◆ **TASK BRIEF**
What you return must match the listing below exactly.

◆ **DATA SHOWN**
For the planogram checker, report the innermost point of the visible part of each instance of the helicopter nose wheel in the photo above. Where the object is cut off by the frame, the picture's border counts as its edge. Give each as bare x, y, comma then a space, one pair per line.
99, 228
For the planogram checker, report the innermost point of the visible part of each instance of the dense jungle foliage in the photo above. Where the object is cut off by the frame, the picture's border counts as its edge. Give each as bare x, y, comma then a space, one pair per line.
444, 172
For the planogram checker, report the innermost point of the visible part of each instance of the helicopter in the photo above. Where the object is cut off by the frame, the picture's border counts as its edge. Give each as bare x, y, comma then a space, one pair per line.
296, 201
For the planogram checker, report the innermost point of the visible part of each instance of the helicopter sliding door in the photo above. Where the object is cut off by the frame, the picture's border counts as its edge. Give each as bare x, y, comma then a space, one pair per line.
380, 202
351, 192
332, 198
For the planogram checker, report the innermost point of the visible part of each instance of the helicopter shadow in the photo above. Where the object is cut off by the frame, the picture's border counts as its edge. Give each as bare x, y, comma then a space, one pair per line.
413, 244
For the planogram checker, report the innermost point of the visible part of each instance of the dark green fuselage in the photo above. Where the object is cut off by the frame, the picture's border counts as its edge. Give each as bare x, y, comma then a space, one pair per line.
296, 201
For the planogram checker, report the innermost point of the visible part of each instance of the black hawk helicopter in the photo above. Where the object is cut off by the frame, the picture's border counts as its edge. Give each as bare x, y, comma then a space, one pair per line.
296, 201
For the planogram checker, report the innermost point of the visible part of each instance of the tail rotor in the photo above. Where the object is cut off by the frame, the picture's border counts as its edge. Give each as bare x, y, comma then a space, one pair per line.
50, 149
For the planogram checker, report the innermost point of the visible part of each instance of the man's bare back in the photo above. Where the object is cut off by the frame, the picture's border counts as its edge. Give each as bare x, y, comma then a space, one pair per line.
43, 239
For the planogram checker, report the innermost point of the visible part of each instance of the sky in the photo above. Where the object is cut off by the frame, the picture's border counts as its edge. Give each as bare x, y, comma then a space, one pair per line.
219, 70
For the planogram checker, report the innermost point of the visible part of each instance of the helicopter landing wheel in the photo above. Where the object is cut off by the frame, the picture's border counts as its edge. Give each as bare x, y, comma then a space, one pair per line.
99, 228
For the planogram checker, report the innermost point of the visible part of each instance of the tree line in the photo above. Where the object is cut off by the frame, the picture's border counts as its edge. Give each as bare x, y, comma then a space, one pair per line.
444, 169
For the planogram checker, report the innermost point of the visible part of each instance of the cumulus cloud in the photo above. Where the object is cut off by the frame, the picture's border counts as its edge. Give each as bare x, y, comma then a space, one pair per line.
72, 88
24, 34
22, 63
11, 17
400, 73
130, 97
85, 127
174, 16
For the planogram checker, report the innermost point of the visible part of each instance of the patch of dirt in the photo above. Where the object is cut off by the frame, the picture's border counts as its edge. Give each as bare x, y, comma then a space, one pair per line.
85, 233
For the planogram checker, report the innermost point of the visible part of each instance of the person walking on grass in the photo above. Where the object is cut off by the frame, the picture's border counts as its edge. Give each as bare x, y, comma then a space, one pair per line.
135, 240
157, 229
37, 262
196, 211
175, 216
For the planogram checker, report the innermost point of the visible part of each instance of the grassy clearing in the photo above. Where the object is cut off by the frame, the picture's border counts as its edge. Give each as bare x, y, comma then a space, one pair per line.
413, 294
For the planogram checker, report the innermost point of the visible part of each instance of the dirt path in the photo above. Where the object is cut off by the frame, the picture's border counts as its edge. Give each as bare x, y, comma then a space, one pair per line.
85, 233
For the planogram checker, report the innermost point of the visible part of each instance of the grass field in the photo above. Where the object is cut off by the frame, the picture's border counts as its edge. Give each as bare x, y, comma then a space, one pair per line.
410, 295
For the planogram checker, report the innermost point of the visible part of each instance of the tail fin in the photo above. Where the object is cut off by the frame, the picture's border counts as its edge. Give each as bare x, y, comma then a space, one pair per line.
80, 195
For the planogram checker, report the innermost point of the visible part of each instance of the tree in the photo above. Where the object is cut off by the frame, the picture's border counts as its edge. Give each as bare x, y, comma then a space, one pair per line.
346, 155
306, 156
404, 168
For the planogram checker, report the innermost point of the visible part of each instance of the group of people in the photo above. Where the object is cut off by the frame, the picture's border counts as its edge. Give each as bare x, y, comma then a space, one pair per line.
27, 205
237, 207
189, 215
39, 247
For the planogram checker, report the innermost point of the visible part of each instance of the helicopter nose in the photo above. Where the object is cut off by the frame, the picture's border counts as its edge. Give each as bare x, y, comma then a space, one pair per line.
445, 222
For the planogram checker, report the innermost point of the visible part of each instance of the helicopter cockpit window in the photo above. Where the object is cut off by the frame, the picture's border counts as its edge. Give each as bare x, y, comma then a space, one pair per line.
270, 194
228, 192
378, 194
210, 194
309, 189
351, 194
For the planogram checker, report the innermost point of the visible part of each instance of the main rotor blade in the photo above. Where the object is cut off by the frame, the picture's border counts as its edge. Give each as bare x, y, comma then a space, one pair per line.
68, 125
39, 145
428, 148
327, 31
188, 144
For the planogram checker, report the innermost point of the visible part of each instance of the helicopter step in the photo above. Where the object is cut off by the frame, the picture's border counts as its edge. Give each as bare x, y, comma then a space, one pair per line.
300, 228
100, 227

◆ **SOLUTION FOR THIS EXERCISE**
For the planogram checker, report the innermost point of the visible part of each instance of the helicopter nose wheel in the photo above. Where the object is cut off by the frame, the picture's border counts as its edge. Give each as bare x, y, comma then a space, one pair per line.
99, 228
For the planogram checker, report the innermost point of the visible part of each instance of the dense jungle foliage in the photo above. Where the object is cut off by the frame, the picture's border counts as its edge. Give each as bare x, y, comma then a space, one pair per line.
444, 172
For the planogram checker, report the innermost point of the visible part of each instance of the helicopter in the photo above. Where the object is cut off by the frame, the picture's border counts as its edge. Give each as bare x, y, comma then a space, one pair per line.
296, 201
For the planogram checker, report the innermost point of the visible part of each instance of the helicopter sliding door in the photo above. Where the object is cut off by the frame, the picture's border counts as its edge. Give each as bare x, y, comma then a space, one pair per line.
380, 202
351, 192
332, 198
For the planogram checker, report the innermost point of the visible part of each instance of the helicopter shadow in the photo above. Where the object is cut off by the frame, the picture's border counts as its edge. Give each as bare x, y, comma then a space, one pair per line.
413, 244
For the planogram checker, report the innermost point of the visible part of each instance of the dark green fuselage in the photo above. Where the object is cut off by the frame, the picture's border counts as its edge. Give each as bare x, y, comma then a space, one pair per line.
296, 201
For the planogram checker, report the innermost point of the visible part of each instance of the black hawk helicopter in the photo above. Where the object is cut off by the frame, the picture's border counts as its edge. Give each as bare x, y, comma then a space, one pair per line.
296, 201
For the planogram checker, report the innermost point of the visible part of each instance of the tail rotor in the photo above. Where the object is cut off by the frame, the picture's border counts as its edge. Give each as bare x, y, comma then a space, one pair per line.
50, 149
For the planogram checker, report the innermost point of the visible part of each instance of the man's bare back in the photo above. Where the object is cut off by the frame, the picture's border counts as its edge. Give each as bare x, y, comma then a space, one pair per line.
43, 239
For the planogram checker, report the innermost point of the visible part of each instance of the sky in the photo above. Where the object is cut off by the frame, the picture's border counts as its edge. Give each as bare x, y, comma then a space, one pair per line.
219, 70
For the planogram checker, report the innermost point of the visible part of each instance of the helicopter landing wheel in the photo above. Where the object is cut off by the frame, the picture's border counts as its edge. Give each as bare x, y, comma then a space, one pair per line.
99, 228
For the planogram checker, report the innermost point of the visible part of each instance of the tree line in the photo above. Where the object is cut off by the frame, the picture's border counts as its edge. Give each as bare x, y, comma then a space, one pair per line.
444, 169
For the planogram checker, report the innermost point of the visible part of each instance of the cumulus cloud in the photo above. Where the object is cut off by the frame, the picture's border counts as its edge. Give each as bare x, y, comma then a space, one pair per line.
72, 88
24, 34
22, 63
11, 17
400, 73
130, 97
85, 127
174, 16
For the planogram checker, report the innermost point of the visible part of each instance of the patch of dirt in the photo above. Where the object is cut off by the frame, the picture's border counts as its edge. Give each as bare x, y, comma then a space, one pair per line.
85, 233
For the planogram checker, report the innermost point of the visible part of each instance of the person walking on grass in the photo above. Where the object is cut off by the frame, the picture's border counts as its edge. Give each as bare x, y, comma then a space, one pair per line.
135, 240
157, 229
37, 262
196, 211
175, 216
For the planogram checker, report the innermost point of the visible part of each instance of the grassy clearing in the photo above. Where the object is cut off by the frame, the picture's border counts as its edge. Give each as bare x, y, comma then a space, one pair per line.
413, 294
For the planogram checker, report the innermost point of the visible part of each instance of the dirt path in the photo above. Where the object is cut off by the frame, the picture's border counts as its edge. Give each as bare x, y, comma then a space, one pair per line.
85, 233
For the planogram checker, report the innermost point of the visible part of each instance of the grass field in the photo above. Where the object is cut off by the frame, the picture's border counts as its edge. Give each as bare x, y, comma then a space, one pair per line.
410, 295
For the planogram checker, report the innermost point of the visible part of each instance of the tail fin in the photo above. Where the object is cut off by the frame, the picture's border counts as its edge. Give each as bare x, y, comma then a space, one pair per line.
80, 195
For the planogram checker, report the innermost point of the visible part of each instance of the tree in the photo above. Where the object is cut off by the frame, the picture's border counts as its edge. Give each as bare x, y, comma then a space, one pair per line.
346, 155
306, 156
404, 168
For the planogram checker, report the innermost point of the visible part of each instance of the group of people in the photo above. Where the object is cut off by the frame, the picture's border counts as its edge. Give each as bare x, y, comma then a space, one pair per line.
27, 205
237, 207
189, 215
39, 247
For the planogram checker, report the innermost point of the visible part of each instance of the helicopter nose in the photo above. Where the object is cut off by the frame, the picture's border counts as its edge. Give each as bare x, y, comma then a space, one pair per line.
445, 222
For the planogram checker, report the innermost point of the visible part of each instance of the helicopter cockpit window in the photo above. Where the object is cut off by the frame, the picture's border counts as its edge. Give each as bare x, y, comma then a space, one pair per line.
270, 194
228, 192
378, 194
210, 194
309, 189
351, 194
For the planogram checker, report the innermost point of the visible part of each instance of the main rotor blade in the photo above. Where the object is cut off by the frame, the picture's border counts as its edge. Give each as bare x, y, comma then a space, one pair per line.
68, 125
39, 145
428, 148
327, 31
188, 144
For the planogram checker, report the innermost point of the visible part of each instance of the helicopter step in the photo above. Where the object is cut off by the frame, the picture's border counts as its edge. Give each as bare x, y, comma then a space, one pair per line.
300, 228
100, 227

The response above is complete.